### [Exercise requirements]
Copy the records from the very beginning through the line holding "[146,31,365,161]", switching "pipeline" to "workflow" and changing nothing else. Give only those lines, and leave the pictures out.

### [Records shown]
+---+
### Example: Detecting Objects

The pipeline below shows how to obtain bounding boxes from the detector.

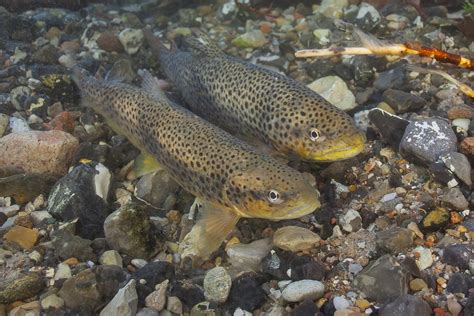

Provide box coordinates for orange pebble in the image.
[64,257,79,267]
[450,212,463,224]
[260,23,272,34]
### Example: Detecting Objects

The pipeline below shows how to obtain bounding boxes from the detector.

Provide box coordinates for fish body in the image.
[74,71,320,257]
[146,31,365,161]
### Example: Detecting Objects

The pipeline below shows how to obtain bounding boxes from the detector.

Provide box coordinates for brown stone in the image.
[0,130,79,176]
[3,226,39,249]
[448,105,474,120]
[97,32,123,53]
[459,137,474,159]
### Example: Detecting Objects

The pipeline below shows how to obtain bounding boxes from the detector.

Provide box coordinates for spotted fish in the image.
+---+
### [Reply]
### Example: Detecting Objects

The workflow below shows how to obtain bounding boxes from the detector.


Provide box coordinates for orange pebble in the image.
[64,257,79,267]
[450,212,463,224]
[260,23,272,34]
### Example: Detecting Objects

The workflow below shows how to obtain bounding boxes from the detector.

Provide box coordinates for fish body in the image.
[74,71,320,257]
[146,31,365,161]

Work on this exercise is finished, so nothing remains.